[begin Record extracts]

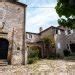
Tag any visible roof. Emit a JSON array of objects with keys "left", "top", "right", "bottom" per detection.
[
  {"left": 26, "top": 26, "right": 64, "bottom": 35},
  {"left": 11, "top": 2, "right": 27, "bottom": 7},
  {"left": 26, "top": 32, "right": 39, "bottom": 35},
  {"left": 40, "top": 26, "right": 64, "bottom": 33}
]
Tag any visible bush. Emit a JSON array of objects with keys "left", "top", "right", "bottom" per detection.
[
  {"left": 47, "top": 53, "right": 56, "bottom": 59},
  {"left": 63, "top": 50, "right": 70, "bottom": 56}
]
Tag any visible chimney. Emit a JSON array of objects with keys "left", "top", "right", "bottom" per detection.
[{"left": 39, "top": 27, "right": 43, "bottom": 32}]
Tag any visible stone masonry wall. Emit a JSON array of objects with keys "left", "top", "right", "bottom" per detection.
[{"left": 0, "top": 2, "right": 24, "bottom": 64}]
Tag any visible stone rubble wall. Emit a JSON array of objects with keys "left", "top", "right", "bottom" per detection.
[{"left": 0, "top": 2, "right": 24, "bottom": 64}]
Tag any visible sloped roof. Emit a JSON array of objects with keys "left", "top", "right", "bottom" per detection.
[{"left": 0, "top": 0, "right": 27, "bottom": 7}]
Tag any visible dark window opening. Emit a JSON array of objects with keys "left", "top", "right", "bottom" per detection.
[{"left": 0, "top": 38, "right": 9, "bottom": 59}]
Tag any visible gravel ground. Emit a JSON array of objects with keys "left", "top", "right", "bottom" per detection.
[{"left": 0, "top": 60, "right": 75, "bottom": 75}]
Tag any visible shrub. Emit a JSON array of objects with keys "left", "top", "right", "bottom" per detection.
[
  {"left": 47, "top": 53, "right": 56, "bottom": 59},
  {"left": 63, "top": 50, "right": 70, "bottom": 56}
]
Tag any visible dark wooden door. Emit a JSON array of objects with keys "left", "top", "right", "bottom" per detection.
[
  {"left": 0, "top": 38, "right": 9, "bottom": 59},
  {"left": 70, "top": 44, "right": 75, "bottom": 52}
]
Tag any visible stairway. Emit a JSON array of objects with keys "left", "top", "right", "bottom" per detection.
[{"left": 0, "top": 59, "right": 8, "bottom": 66}]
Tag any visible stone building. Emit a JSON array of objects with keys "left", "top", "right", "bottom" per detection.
[
  {"left": 0, "top": 0, "right": 27, "bottom": 65},
  {"left": 26, "top": 26, "right": 75, "bottom": 56}
]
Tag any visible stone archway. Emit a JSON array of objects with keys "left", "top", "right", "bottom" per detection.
[{"left": 0, "top": 38, "right": 9, "bottom": 59}]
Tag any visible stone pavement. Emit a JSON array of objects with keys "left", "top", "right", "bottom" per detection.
[{"left": 0, "top": 60, "right": 75, "bottom": 75}]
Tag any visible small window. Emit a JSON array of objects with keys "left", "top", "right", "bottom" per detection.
[
  {"left": 57, "top": 43, "right": 61, "bottom": 49},
  {"left": 26, "top": 34, "right": 28, "bottom": 39},
  {"left": 56, "top": 29, "right": 58, "bottom": 34},
  {"left": 29, "top": 34, "right": 32, "bottom": 38},
  {"left": 67, "top": 30, "right": 71, "bottom": 34}
]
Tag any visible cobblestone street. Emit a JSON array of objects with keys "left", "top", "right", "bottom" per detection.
[{"left": 0, "top": 60, "right": 75, "bottom": 75}]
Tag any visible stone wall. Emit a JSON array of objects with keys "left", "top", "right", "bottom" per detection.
[{"left": 0, "top": 2, "right": 25, "bottom": 64}]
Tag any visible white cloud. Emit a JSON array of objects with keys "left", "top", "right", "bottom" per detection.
[
  {"left": 20, "top": 0, "right": 59, "bottom": 32},
  {"left": 27, "top": 8, "right": 58, "bottom": 32}
]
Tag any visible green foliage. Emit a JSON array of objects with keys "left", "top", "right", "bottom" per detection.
[
  {"left": 58, "top": 18, "right": 75, "bottom": 29},
  {"left": 55, "top": 0, "right": 75, "bottom": 28},
  {"left": 63, "top": 50, "right": 70, "bottom": 56}
]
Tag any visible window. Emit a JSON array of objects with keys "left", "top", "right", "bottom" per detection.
[
  {"left": 71, "top": 30, "right": 73, "bottom": 33},
  {"left": 56, "top": 29, "right": 58, "bottom": 34},
  {"left": 57, "top": 43, "right": 61, "bottom": 49},
  {"left": 67, "top": 30, "right": 71, "bottom": 34},
  {"left": 29, "top": 34, "right": 32, "bottom": 38}
]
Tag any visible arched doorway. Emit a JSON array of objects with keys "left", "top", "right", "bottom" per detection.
[
  {"left": 0, "top": 38, "right": 9, "bottom": 59},
  {"left": 70, "top": 43, "right": 75, "bottom": 53}
]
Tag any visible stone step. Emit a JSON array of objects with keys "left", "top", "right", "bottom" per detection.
[{"left": 0, "top": 59, "right": 8, "bottom": 66}]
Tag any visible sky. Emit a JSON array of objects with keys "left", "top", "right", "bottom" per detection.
[{"left": 19, "top": 0, "right": 59, "bottom": 33}]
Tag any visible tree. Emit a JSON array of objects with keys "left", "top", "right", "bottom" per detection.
[{"left": 55, "top": 0, "right": 75, "bottom": 28}]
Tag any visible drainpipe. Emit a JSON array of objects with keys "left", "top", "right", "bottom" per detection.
[{"left": 22, "top": 7, "right": 27, "bottom": 65}]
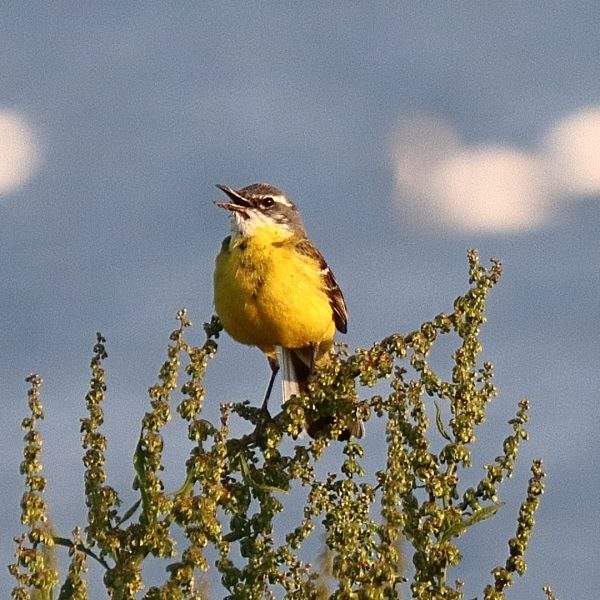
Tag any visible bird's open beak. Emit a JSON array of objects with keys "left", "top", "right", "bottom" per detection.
[{"left": 215, "top": 184, "right": 252, "bottom": 213}]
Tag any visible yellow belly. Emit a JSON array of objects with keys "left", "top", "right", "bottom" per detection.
[{"left": 214, "top": 230, "right": 335, "bottom": 351}]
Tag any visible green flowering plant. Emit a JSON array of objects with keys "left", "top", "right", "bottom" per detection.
[{"left": 9, "top": 251, "right": 555, "bottom": 600}]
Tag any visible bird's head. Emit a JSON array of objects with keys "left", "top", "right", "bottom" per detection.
[{"left": 216, "top": 183, "right": 304, "bottom": 236}]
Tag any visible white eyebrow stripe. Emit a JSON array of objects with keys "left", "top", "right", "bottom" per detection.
[{"left": 270, "top": 195, "right": 292, "bottom": 206}]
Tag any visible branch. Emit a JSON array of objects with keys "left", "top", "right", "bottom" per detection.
[{"left": 52, "top": 535, "right": 110, "bottom": 571}]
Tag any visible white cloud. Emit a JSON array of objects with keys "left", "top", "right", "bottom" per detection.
[
  {"left": 545, "top": 107, "right": 600, "bottom": 195},
  {"left": 392, "top": 108, "right": 600, "bottom": 233},
  {"left": 430, "top": 147, "right": 549, "bottom": 231},
  {"left": 0, "top": 111, "right": 39, "bottom": 195}
]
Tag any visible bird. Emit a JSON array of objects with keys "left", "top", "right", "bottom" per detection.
[{"left": 214, "top": 183, "right": 362, "bottom": 439}]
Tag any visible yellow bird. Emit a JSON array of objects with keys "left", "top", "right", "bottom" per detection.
[{"left": 214, "top": 183, "right": 362, "bottom": 436}]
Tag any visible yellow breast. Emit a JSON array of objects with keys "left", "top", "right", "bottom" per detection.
[{"left": 214, "top": 226, "right": 335, "bottom": 351}]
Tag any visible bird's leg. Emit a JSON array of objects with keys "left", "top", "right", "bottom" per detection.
[{"left": 260, "top": 356, "right": 279, "bottom": 415}]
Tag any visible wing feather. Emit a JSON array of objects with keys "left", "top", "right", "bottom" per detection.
[{"left": 296, "top": 238, "right": 348, "bottom": 333}]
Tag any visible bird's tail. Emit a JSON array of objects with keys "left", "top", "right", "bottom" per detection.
[
  {"left": 278, "top": 346, "right": 364, "bottom": 441},
  {"left": 279, "top": 348, "right": 313, "bottom": 402}
]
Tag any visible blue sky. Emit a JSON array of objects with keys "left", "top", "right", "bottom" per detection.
[{"left": 0, "top": 2, "right": 600, "bottom": 598}]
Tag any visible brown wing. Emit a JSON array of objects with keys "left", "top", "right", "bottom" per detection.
[{"left": 296, "top": 238, "right": 348, "bottom": 333}]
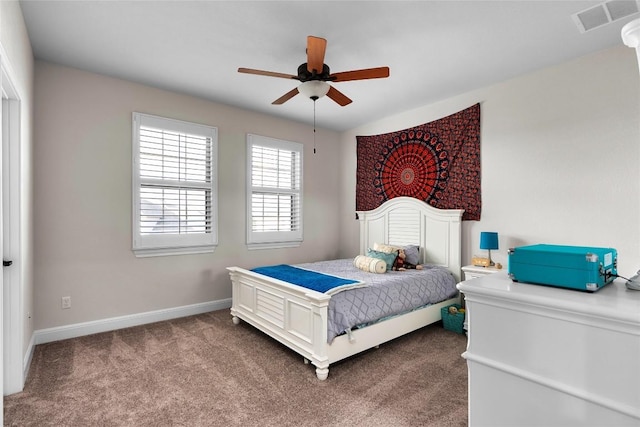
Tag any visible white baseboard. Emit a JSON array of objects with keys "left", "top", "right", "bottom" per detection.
[{"left": 33, "top": 298, "right": 231, "bottom": 346}]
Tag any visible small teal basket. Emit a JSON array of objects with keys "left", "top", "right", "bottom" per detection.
[{"left": 440, "top": 304, "right": 465, "bottom": 334}]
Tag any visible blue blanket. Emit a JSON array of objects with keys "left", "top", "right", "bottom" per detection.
[{"left": 251, "top": 264, "right": 364, "bottom": 294}]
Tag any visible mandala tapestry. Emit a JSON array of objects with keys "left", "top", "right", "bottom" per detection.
[{"left": 356, "top": 104, "right": 482, "bottom": 220}]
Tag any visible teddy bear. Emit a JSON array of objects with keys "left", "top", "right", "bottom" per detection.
[{"left": 392, "top": 249, "right": 422, "bottom": 271}]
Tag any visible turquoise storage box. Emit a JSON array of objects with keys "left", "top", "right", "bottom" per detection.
[
  {"left": 440, "top": 304, "right": 465, "bottom": 334},
  {"left": 509, "top": 244, "right": 618, "bottom": 292}
]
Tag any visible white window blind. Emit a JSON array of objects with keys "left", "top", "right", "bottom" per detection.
[
  {"left": 133, "top": 113, "right": 217, "bottom": 255},
  {"left": 247, "top": 135, "right": 302, "bottom": 248}
]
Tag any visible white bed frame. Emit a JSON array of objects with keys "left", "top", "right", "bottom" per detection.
[{"left": 227, "top": 197, "right": 463, "bottom": 380}]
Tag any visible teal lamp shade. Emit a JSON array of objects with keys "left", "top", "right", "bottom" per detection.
[
  {"left": 480, "top": 231, "right": 498, "bottom": 265},
  {"left": 480, "top": 231, "right": 499, "bottom": 250}
]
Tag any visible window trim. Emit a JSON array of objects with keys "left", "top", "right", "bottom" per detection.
[
  {"left": 131, "top": 112, "right": 218, "bottom": 257},
  {"left": 246, "top": 134, "right": 304, "bottom": 250}
]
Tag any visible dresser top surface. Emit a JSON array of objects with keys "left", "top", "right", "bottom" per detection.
[{"left": 458, "top": 271, "right": 640, "bottom": 324}]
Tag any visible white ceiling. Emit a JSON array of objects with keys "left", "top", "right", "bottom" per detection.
[{"left": 21, "top": 0, "right": 638, "bottom": 131}]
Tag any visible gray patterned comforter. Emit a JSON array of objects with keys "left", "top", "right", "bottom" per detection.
[{"left": 296, "top": 259, "right": 458, "bottom": 343}]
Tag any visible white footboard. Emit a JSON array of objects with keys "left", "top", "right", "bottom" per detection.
[{"left": 227, "top": 267, "right": 330, "bottom": 380}]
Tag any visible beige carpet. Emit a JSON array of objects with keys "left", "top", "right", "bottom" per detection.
[{"left": 4, "top": 310, "right": 467, "bottom": 427}]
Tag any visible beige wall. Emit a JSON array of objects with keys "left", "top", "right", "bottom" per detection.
[
  {"left": 0, "top": 1, "right": 34, "bottom": 368},
  {"left": 340, "top": 42, "right": 640, "bottom": 275},
  {"left": 34, "top": 61, "right": 339, "bottom": 329}
]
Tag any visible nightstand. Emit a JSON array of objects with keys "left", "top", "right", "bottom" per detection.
[
  {"left": 460, "top": 265, "right": 504, "bottom": 333},
  {"left": 462, "top": 265, "right": 504, "bottom": 280}
]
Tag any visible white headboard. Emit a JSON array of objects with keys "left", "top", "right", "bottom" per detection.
[{"left": 357, "top": 197, "right": 464, "bottom": 281}]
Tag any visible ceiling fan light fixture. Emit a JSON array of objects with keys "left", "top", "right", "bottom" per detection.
[{"left": 298, "top": 80, "right": 330, "bottom": 101}]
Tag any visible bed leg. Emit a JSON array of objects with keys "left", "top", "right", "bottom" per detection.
[{"left": 316, "top": 368, "right": 329, "bottom": 381}]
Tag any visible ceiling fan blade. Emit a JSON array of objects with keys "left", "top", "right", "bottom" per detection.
[
  {"left": 272, "top": 87, "right": 299, "bottom": 105},
  {"left": 307, "top": 36, "right": 327, "bottom": 74},
  {"left": 329, "top": 67, "right": 389, "bottom": 82},
  {"left": 238, "top": 68, "right": 298, "bottom": 80},
  {"left": 327, "top": 86, "right": 352, "bottom": 107}
]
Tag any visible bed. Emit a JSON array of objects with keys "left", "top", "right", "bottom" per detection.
[{"left": 227, "top": 197, "right": 463, "bottom": 380}]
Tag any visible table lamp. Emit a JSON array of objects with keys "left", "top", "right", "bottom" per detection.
[{"left": 480, "top": 231, "right": 498, "bottom": 267}]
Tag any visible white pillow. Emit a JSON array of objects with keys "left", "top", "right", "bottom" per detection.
[
  {"left": 373, "top": 243, "right": 401, "bottom": 254},
  {"left": 353, "top": 255, "right": 387, "bottom": 274}
]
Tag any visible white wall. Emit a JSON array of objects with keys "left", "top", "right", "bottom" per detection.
[
  {"left": 340, "top": 46, "right": 640, "bottom": 275},
  {"left": 34, "top": 61, "right": 339, "bottom": 329},
  {"left": 0, "top": 1, "right": 34, "bottom": 372}
]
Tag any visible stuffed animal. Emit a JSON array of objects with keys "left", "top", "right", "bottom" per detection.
[{"left": 393, "top": 249, "right": 422, "bottom": 271}]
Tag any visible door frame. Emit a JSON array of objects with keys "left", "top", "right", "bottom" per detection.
[{"left": 0, "top": 45, "right": 24, "bottom": 396}]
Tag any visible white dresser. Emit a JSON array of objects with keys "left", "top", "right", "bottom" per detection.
[{"left": 458, "top": 272, "right": 640, "bottom": 427}]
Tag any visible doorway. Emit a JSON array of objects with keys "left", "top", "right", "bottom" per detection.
[{"left": 0, "top": 55, "right": 24, "bottom": 402}]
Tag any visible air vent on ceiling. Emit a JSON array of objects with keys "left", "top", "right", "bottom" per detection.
[{"left": 572, "top": 0, "right": 640, "bottom": 33}]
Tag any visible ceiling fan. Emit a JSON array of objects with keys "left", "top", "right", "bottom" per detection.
[{"left": 238, "top": 36, "right": 389, "bottom": 107}]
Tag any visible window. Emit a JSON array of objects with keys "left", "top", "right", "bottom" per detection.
[
  {"left": 247, "top": 135, "right": 303, "bottom": 249},
  {"left": 133, "top": 113, "right": 218, "bottom": 256}
]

[end Record extracts]

Objective =
Pull out every line in the rows above that contains the word "roof".

Result of this exercise =
Tag any visible roof. Emit a JSON array of objects with keys "left", "top", "right", "bottom" per detection.
Tag any visible sloped roof. Emit a JSON array of objects with keys "left", "top", "right", "bottom" per detection.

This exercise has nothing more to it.